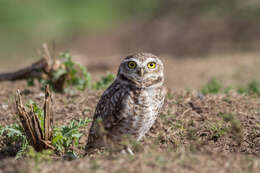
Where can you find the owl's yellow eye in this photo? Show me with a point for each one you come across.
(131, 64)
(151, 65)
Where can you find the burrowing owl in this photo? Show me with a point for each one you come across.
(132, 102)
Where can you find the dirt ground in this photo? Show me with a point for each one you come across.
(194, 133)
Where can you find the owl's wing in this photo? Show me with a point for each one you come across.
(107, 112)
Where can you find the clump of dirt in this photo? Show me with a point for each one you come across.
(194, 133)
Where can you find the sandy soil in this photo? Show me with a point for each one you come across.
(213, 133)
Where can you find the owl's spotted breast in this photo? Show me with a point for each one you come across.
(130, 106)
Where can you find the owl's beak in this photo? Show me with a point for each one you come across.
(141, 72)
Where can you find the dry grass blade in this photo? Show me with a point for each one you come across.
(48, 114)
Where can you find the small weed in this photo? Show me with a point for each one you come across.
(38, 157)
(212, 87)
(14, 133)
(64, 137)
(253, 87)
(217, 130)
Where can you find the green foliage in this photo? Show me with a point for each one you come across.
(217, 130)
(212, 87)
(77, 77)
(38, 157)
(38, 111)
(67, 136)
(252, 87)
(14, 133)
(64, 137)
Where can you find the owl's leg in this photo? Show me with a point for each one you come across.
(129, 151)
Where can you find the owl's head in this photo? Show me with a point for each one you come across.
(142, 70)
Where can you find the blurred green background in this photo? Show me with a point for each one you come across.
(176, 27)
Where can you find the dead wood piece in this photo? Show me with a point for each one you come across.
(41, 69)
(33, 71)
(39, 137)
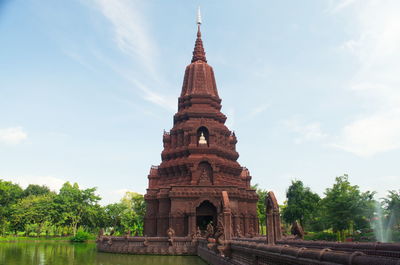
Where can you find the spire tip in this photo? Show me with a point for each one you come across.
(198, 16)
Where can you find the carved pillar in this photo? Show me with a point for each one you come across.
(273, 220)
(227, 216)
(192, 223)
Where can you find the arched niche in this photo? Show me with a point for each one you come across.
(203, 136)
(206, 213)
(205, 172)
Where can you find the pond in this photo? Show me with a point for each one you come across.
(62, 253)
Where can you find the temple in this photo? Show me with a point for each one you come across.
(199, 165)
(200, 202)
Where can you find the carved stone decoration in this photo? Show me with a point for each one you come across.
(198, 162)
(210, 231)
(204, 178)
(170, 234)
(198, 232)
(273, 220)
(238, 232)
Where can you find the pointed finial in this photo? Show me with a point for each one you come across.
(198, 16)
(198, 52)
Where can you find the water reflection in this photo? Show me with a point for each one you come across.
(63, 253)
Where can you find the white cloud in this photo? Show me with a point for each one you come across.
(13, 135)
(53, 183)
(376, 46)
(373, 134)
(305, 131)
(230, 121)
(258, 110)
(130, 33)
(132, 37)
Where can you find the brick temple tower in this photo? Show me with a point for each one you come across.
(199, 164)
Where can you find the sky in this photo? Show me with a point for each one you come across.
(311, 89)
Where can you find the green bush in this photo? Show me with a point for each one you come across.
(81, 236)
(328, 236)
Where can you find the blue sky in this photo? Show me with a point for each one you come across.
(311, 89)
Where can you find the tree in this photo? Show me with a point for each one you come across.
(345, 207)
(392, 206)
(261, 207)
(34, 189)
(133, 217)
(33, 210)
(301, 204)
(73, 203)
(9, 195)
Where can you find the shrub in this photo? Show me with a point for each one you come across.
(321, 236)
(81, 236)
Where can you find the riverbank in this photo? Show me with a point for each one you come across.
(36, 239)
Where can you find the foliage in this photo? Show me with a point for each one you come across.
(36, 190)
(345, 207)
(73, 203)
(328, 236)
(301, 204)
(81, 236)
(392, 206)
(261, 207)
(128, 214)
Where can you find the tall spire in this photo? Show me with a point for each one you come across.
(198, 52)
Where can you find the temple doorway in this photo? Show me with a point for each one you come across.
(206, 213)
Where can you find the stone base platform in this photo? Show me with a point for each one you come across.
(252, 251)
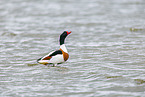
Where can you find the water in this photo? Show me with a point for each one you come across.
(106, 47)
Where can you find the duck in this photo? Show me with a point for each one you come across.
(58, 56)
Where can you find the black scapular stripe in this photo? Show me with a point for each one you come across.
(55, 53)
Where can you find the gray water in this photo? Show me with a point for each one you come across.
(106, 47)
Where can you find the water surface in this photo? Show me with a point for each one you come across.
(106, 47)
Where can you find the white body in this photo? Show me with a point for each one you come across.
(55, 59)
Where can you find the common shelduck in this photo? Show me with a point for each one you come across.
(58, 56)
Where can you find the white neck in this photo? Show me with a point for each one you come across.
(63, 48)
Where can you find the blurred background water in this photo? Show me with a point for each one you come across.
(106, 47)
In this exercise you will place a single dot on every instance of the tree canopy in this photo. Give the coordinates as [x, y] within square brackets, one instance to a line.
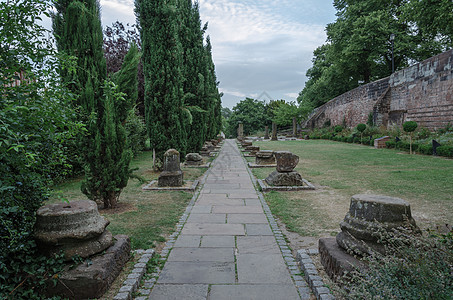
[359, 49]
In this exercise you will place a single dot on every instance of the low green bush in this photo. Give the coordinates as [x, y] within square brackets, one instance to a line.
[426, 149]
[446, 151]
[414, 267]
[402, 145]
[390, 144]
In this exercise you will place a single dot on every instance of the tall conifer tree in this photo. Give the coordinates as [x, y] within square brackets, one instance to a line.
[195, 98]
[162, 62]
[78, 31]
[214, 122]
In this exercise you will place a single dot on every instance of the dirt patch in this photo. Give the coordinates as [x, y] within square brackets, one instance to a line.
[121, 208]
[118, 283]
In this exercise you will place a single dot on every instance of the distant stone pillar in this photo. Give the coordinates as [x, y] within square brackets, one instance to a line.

※

## 指示
「of the tall」を含む行から始めてレコードの末尾までの各行を省かずに書き直し、答えにある座標の数値をすべて-51だけ増減させてください。

## 出力結果
In this exercise you will place a single dot on every instance of the tall conifer tree in this photo. Give the coordinates as [x, y] within square brackets, one instance to a line.
[144, 47]
[111, 11]
[27, -20]
[163, 71]
In this exercise you will place a single dot on every instance of the dirt patch in this photo. Give the coordinates as [x, y] within square brackets, one instance to a line.
[70, 157]
[67, 232]
In this exercise you will place a single dot on every instance of the distant stone pillar in this photo. Give the coordinates as [x, y] within square brackets, one instance to a line.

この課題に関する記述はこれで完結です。